— Start The data —
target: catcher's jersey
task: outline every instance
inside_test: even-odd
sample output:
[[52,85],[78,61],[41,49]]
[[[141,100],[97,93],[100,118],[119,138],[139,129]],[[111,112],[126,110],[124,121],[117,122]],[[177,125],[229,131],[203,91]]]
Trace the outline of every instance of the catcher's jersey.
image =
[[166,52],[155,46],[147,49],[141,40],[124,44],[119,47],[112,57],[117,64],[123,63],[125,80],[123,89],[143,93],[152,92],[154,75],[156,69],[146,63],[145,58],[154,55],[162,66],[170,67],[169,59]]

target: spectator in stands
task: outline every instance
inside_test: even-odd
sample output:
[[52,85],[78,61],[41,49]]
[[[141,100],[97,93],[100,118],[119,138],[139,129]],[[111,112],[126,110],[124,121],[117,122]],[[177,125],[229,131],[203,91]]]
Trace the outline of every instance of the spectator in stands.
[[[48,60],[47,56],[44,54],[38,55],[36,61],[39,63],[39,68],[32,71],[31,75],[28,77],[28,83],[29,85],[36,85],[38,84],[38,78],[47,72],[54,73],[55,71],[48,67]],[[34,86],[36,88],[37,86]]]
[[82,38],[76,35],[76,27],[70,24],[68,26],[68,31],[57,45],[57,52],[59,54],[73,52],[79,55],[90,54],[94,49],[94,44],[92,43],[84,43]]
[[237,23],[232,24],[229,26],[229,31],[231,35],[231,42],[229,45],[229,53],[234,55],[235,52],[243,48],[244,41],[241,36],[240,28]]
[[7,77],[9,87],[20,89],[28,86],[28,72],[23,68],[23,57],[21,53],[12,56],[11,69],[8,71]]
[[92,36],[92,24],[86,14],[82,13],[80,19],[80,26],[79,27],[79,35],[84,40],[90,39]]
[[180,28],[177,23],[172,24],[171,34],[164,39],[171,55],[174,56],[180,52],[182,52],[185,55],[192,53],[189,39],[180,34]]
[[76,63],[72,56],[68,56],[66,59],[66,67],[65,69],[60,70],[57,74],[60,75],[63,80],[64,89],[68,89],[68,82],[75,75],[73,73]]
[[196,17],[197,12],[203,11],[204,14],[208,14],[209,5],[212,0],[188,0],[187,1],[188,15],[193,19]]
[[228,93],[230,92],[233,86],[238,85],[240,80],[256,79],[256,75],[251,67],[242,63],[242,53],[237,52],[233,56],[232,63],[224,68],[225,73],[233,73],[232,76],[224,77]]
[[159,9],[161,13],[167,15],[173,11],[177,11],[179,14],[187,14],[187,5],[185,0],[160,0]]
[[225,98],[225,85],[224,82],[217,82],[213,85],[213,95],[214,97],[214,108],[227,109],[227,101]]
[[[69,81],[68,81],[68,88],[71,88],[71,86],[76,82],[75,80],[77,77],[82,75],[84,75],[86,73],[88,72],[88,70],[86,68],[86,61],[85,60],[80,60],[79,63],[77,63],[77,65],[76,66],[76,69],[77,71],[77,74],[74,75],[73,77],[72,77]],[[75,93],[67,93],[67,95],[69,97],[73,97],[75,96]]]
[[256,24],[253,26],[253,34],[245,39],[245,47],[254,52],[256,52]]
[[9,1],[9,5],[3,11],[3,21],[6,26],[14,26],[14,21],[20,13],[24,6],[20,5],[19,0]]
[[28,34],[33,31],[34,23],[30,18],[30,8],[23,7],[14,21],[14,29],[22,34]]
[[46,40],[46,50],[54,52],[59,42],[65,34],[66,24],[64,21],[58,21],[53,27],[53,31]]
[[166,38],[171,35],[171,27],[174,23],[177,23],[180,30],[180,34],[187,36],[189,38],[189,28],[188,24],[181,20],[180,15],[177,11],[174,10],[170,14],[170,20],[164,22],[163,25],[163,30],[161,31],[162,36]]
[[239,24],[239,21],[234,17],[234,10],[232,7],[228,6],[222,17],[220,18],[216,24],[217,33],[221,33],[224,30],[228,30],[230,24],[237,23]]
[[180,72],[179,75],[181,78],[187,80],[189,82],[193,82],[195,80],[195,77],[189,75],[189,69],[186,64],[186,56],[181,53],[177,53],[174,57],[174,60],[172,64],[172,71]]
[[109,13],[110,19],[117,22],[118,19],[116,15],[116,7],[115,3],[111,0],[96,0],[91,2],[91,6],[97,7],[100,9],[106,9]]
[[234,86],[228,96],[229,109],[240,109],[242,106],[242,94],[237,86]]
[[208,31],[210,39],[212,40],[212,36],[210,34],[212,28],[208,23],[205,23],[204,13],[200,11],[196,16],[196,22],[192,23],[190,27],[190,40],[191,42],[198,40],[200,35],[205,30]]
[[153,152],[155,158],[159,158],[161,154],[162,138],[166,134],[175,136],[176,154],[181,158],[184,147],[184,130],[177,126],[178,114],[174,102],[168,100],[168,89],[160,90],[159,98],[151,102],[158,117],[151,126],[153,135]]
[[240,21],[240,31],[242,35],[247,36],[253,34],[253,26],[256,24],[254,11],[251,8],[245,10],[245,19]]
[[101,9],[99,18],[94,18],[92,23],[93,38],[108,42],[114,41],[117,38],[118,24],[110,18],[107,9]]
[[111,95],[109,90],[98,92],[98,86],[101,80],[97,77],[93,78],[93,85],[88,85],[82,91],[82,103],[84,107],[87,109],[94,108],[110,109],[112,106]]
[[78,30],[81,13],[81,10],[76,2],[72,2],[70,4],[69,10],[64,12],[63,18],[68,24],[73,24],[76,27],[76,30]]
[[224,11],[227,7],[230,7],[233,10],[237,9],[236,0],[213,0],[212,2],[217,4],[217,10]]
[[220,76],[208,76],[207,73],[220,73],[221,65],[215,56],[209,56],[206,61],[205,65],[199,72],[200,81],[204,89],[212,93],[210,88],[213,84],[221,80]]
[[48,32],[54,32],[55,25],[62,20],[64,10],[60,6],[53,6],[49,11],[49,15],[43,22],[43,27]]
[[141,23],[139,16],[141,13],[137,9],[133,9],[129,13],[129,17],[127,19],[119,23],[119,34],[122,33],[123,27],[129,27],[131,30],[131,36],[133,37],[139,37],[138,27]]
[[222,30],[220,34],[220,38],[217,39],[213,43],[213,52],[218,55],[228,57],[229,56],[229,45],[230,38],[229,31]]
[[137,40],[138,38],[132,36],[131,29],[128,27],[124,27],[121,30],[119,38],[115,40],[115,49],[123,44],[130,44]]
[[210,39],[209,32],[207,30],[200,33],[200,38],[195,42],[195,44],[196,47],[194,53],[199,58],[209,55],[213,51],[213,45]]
— End The data —
Work instructions:
Write out all the data again, exactly as it appears.

Solution:
target: catcher's jersey
task: outline every instance
inside_test: even-odd
sample output:
[[52,85],[78,61],[41,49]]
[[[141,100],[97,93],[100,118],[119,138],[139,129]],[[111,112],[126,110],[124,121],[117,122]],[[177,125],[229,131],[203,91]]]
Trace the outline of every instance of the catcher's jersey.
image =
[[166,52],[155,46],[147,49],[141,40],[124,44],[119,47],[112,57],[117,64],[123,63],[125,80],[123,89],[143,93],[152,92],[154,75],[156,69],[146,63],[145,58],[154,55],[162,66],[170,67],[169,59]]

target: spectator in stands
task: outline every instance
inside_test: even-odd
sample output:
[[52,85],[78,61],[41,49]]
[[[141,100],[97,93],[100,118],[119,138],[139,129]],[[111,112],[126,110],[124,121],[117,122]],[[177,125],[229,131],[203,91]]]
Trace the outline of every instance of the spectator in stands.
[[[48,60],[47,56],[44,54],[38,55],[36,61],[39,63],[39,68],[32,71],[31,75],[28,77],[28,83],[29,85],[36,85],[38,84],[38,78],[47,72],[54,73],[55,71],[48,67]],[[34,86],[36,88],[37,86]]]
[[82,38],[76,35],[76,27],[70,24],[68,26],[68,31],[57,45],[57,52],[59,54],[73,52],[79,55],[90,54],[94,49],[94,44],[92,43],[84,43]]
[[237,23],[232,24],[229,26],[229,31],[231,35],[231,42],[229,45],[229,53],[234,55],[235,52],[243,48],[244,41],[241,36],[240,28]]
[[7,77],[9,87],[20,89],[28,86],[28,72],[23,68],[23,57],[21,53],[12,56],[11,69],[8,71]]
[[92,36],[92,24],[86,14],[82,13],[80,19],[80,26],[79,27],[79,35],[84,40],[90,39]]
[[180,28],[177,23],[172,24],[171,34],[164,39],[171,55],[174,56],[180,52],[182,52],[185,55],[192,53],[189,39],[180,34]]
[[76,63],[72,56],[68,56],[66,59],[66,67],[65,69],[60,70],[57,74],[60,75],[63,80],[64,89],[68,89],[68,82],[75,75],[73,73]]
[[196,17],[197,12],[203,11],[204,14],[208,14],[209,5],[212,0],[188,0],[187,1],[188,15],[193,19]]
[[228,93],[230,92],[233,86],[238,85],[240,80],[256,79],[256,75],[251,67],[242,63],[242,53],[237,52],[233,56],[232,63],[224,68],[225,73],[233,73],[232,76],[224,77]]
[[159,9],[161,13],[167,15],[173,11],[177,11],[179,14],[187,14],[187,5],[185,0],[160,0]]
[[225,98],[225,85],[224,82],[217,82],[213,85],[213,95],[214,97],[214,108],[227,109],[227,101]]
[[[69,81],[68,81],[68,88],[71,88],[71,86],[76,82],[75,80],[77,77],[82,75],[84,75],[86,73],[88,72],[88,70],[86,68],[86,61],[85,60],[80,60],[79,63],[77,63],[77,65],[76,66],[76,69],[77,71],[77,74],[74,75],[73,77],[72,77]],[[75,93],[67,93],[67,95],[69,97],[73,97],[75,96]]]
[[256,24],[253,26],[253,34],[245,39],[245,47],[254,52],[256,52]]
[[9,1],[9,5],[3,11],[3,21],[6,26],[14,26],[14,21],[20,13],[24,6],[20,5],[19,0]]
[[28,34],[33,31],[34,23],[30,18],[30,8],[23,7],[14,21],[14,29],[22,34]]
[[46,40],[46,50],[54,52],[59,42],[65,34],[66,24],[64,21],[58,21],[53,27],[53,31]]
[[166,38],[171,35],[171,27],[174,23],[177,23],[180,30],[180,34],[187,36],[189,38],[189,28],[188,24],[181,20],[180,15],[177,11],[174,10],[170,14],[170,20],[164,22],[163,25],[163,30],[161,31],[162,36]]
[[239,24],[239,21],[234,17],[234,10],[232,7],[228,6],[222,17],[220,18],[216,24],[217,33],[221,33],[224,30],[228,30],[230,24],[237,23]]
[[180,72],[179,75],[181,78],[187,80],[189,82],[193,82],[195,80],[195,77],[189,75],[189,69],[186,64],[186,56],[181,53],[177,53],[174,57],[174,60],[172,64],[172,71]]
[[109,13],[110,19],[117,22],[118,19],[116,15],[116,7],[115,3],[111,0],[96,0],[91,2],[91,6],[97,7],[100,9],[106,9]]
[[234,86],[228,96],[229,109],[240,109],[242,106],[242,94],[237,86]]
[[208,31],[210,39],[212,40],[212,36],[210,34],[212,28],[208,23],[205,23],[204,13],[200,11],[196,16],[196,22],[192,23],[190,27],[190,40],[191,42],[198,40],[200,35],[205,30]]
[[153,152],[155,158],[159,158],[161,154],[162,138],[166,134],[175,136],[176,154],[181,158],[184,147],[184,130],[177,126],[178,114],[174,102],[168,100],[168,89],[160,90],[159,98],[151,102],[158,117],[151,126],[153,135]]
[[240,21],[240,31],[242,35],[247,36],[253,34],[253,26],[256,24],[254,11],[251,8],[245,10],[245,19]]
[[101,9],[99,18],[94,18],[92,23],[93,38],[108,42],[114,41],[117,38],[118,24],[110,18],[107,9]]
[[111,95],[109,90],[98,92],[98,86],[101,80],[97,77],[93,78],[93,85],[88,85],[82,91],[82,103],[84,107],[87,109],[94,108],[110,109],[112,106]]
[[78,30],[81,13],[81,10],[76,2],[72,2],[70,4],[69,10],[64,12],[63,18],[68,24],[73,24],[76,27],[76,30]]
[[224,11],[227,7],[230,7],[233,10],[237,9],[236,0],[213,0],[212,2],[217,4],[217,10]]
[[220,76],[208,76],[207,73],[220,73],[221,65],[215,56],[209,56],[206,61],[205,65],[199,72],[200,81],[204,89],[212,93],[210,88],[213,84],[221,80]]
[[48,32],[54,32],[55,25],[62,20],[64,10],[60,6],[53,6],[49,11],[49,15],[43,22],[43,27]]
[[141,23],[139,16],[141,13],[137,9],[133,9],[129,13],[129,17],[127,19],[119,23],[119,34],[122,33],[123,27],[129,27],[131,30],[131,36],[133,37],[139,37],[138,27]]
[[222,30],[220,34],[220,38],[217,39],[213,43],[213,52],[218,55],[228,57],[229,56],[229,45],[230,38],[229,31]]
[[137,40],[138,38],[132,36],[131,29],[128,27],[124,27],[121,30],[119,38],[115,40],[115,49],[123,44],[130,44]]
[[210,39],[209,32],[207,30],[200,33],[200,38],[195,42],[195,44],[196,47],[194,53],[199,58],[209,55],[213,51],[213,45]]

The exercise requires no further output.